--- Required action ---
Continue the passage about Renate Müller's toy and design work, starting right after its final sentence.

And an independent workshop in Sonneberg that also enabled, empowered, Renate Müller to further expand and develop the spheres in which she was creative; a freeing from the constraints of the formalised DDR economy that enabled her to expand her contribution to the development of design in the DDR, and the development of the DDR via design. And the development of Renate Müller. A contribution, and a professional development, that, as Renate Müller Spielzeug + Design Sonneberg neatly elucidates was closely concerned with the realisation of interior design projects for public/civic spaces in context of children, and also the design of public playgrounds. The latter represented by, amongst other projects, a mid-1980s plan for a playground in the, then, Julian-Marchlewski-Strasse in the, then, Karl-Marx-Stadt; the former being particularly neatly illustrated via the plans for and objects from Müller's 1985/86 design for a combined seating and play system for Pionierhaus Bruno Kühn in Oberhof, one of innumerable state sponsored/controlled children's holiday camp locations in the DDR. A combined seating and play system that for all it was site specific is universal in its applicability, and a concept that, inarguably, is as valid today as it was then.
And an expansion and development that also saw Renate Müller begin teaching at her Alma Mater, now renamed the Ingenieurschule für Maschinenbau und Spielzeugformgestaltung, the Engineering School for Mechanical Engineering and Toy Design, and also saw her co-found, and subsequently lead, the so-called Kindumwelt group within the VBK. A title that is a play on wider ideas of 'children’s environment', and a group we're struggling to find verifiable information on but that appears to have been nationally and internationally active both as a platform for discussion on the demands of developing child supportive environments and as an active developer of environments for children, and supportive of children.
Then came 1989. Then came 1990. And then came 1991 and the return of not just H.J. Leven to its rightful owners, but the return of the full menagerie of hippos, ducks, elephants, turtles, crocodiles, et al to the care and nurturing of Renate Müller.
And since when, as Renate Müller Spielzeug + Design Sonneberg allows one to appreciate, not least via introductions to projects realised in, for example, Munich, Jena or Sonneberg, Renate Müller has continued to develop those aspects she began within the context of her independent workshop in the DDR. And also to further develop and nurture her menagerie, both the animal-animals of the menagerie and the non-animal-animals.
A chronological and thematic exhibition that isn't overly strictly either chronological nor thematic, rather freely mixes the two narrative possibilities to a coherent, easily comprehensible, whole, Renate Müller Spielzeug + Design Sonneberg makes pleasing use of the exhibition space in Wasserschloß Klaffenbach, including neatly, and subject appropriately, employing the exposed wood construction of the upper floor as a natural extension of the space. Is an exhibition design that employs the available space in its 3D entirety rather than as the extended 2D space most exhibitions exist as; uses the available space as any child would use it if left to their own devices. Without an adult saying, no!

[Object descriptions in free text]

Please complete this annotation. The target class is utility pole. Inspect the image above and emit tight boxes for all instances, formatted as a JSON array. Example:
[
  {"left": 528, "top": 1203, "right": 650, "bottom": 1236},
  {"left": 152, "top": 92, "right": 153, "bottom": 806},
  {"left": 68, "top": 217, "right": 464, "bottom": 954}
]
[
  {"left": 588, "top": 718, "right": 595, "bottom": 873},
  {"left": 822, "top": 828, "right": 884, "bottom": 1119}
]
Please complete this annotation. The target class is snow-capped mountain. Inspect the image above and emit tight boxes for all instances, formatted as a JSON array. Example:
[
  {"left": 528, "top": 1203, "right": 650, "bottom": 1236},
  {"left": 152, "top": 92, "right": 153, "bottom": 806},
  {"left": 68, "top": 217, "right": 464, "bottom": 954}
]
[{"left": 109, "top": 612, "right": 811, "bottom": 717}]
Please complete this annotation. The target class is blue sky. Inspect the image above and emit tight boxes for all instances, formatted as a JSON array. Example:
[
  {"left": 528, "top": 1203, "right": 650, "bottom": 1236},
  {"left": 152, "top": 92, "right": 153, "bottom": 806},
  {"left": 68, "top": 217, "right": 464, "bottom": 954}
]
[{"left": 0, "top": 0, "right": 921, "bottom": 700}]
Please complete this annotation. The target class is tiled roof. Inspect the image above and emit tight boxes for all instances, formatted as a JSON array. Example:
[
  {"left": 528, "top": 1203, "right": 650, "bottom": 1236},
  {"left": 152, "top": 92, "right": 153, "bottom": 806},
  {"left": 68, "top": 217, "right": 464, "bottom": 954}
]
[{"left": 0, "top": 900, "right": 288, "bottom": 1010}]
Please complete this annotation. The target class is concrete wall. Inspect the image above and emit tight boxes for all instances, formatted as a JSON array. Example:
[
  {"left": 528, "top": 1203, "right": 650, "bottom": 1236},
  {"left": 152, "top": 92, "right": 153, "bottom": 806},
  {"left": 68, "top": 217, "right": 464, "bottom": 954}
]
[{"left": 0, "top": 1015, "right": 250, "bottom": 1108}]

--- Response to this task ---
A presentation that isn't just the Rupfentiere but also features, in addition to exhibits associated with the aforementioned indoor and outdoor play areas, rug designs by Renate Müller including Vögel, Birds, from 2016 a work for which the word 'joy' appears painfully insufficient, or Universe I, also from 2016, and where you can see the long tradition of classic colour theory being actively reflected on and interrogated, a work from which not only Bauhaus Weimar sends its best regards, but also Pythagoras, Goethe, Ostwald, Panton, and a thousand others from across the centuries; or a mid-1980s modular construction system for public space furniture, utensils and children's play equipment, that, as one immediately recognises, is essentially a modular toy construction kit at an urban scale, and which means that aside from being viewed as the proposal for modular outdoor furniture it is, it must also be viewed in context of the relationships between the world of children and the world of adults. Thus a component of the argument made by and from Design for Children at the Bröhan Museum, Berlin, that it might be beneficial if adults approached the world less as adults and more as children. And by extrapolation that for all adults design for children, there are also advantages in children designing for adults.
Or an idealised implication of Renate Müller at work, of Renate Müller the practising artisan, via a recreation of aspects of her workshop in Sonneberg, complete with tools, materials, furniture and Rupfentiere in need of various treatments; a reminder that Renate Müller's animal-animal and non-animal-animal Rupfentiere are produced by her, by hand, in Sonneberg. That the exhibition's full title should be, Renate Müller Spielzeug + Design + Craft Sonneberg.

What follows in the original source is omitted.